:: DATA FOR THE TASK

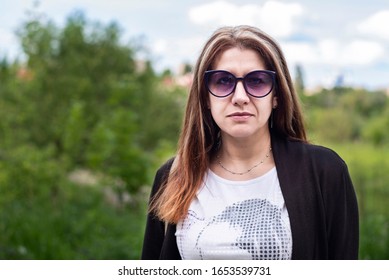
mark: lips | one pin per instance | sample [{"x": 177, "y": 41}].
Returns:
[{"x": 240, "y": 114}]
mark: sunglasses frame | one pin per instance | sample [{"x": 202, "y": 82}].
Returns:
[{"x": 208, "y": 73}]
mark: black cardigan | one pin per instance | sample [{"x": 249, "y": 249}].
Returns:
[{"x": 318, "y": 194}]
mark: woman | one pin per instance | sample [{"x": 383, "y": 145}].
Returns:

::::

> [EXERCISE REQUIREMENTS]: The full text of the data above, exact and without pictures, is what to return.

> [OUTPUT]:
mark: lips | one pin per instance | sample [{"x": 177, "y": 41}].
Returns:
[{"x": 240, "y": 114}]
mark: sunglasses frame | one pin per instance | sample [{"x": 202, "y": 82}].
Returns:
[{"x": 208, "y": 73}]
mark: black cardigan | one pin per instance | sample [{"x": 249, "y": 249}].
Returns:
[{"x": 318, "y": 194}]
mark: woman | one pin per instance | sample [{"x": 383, "y": 145}].
Returns:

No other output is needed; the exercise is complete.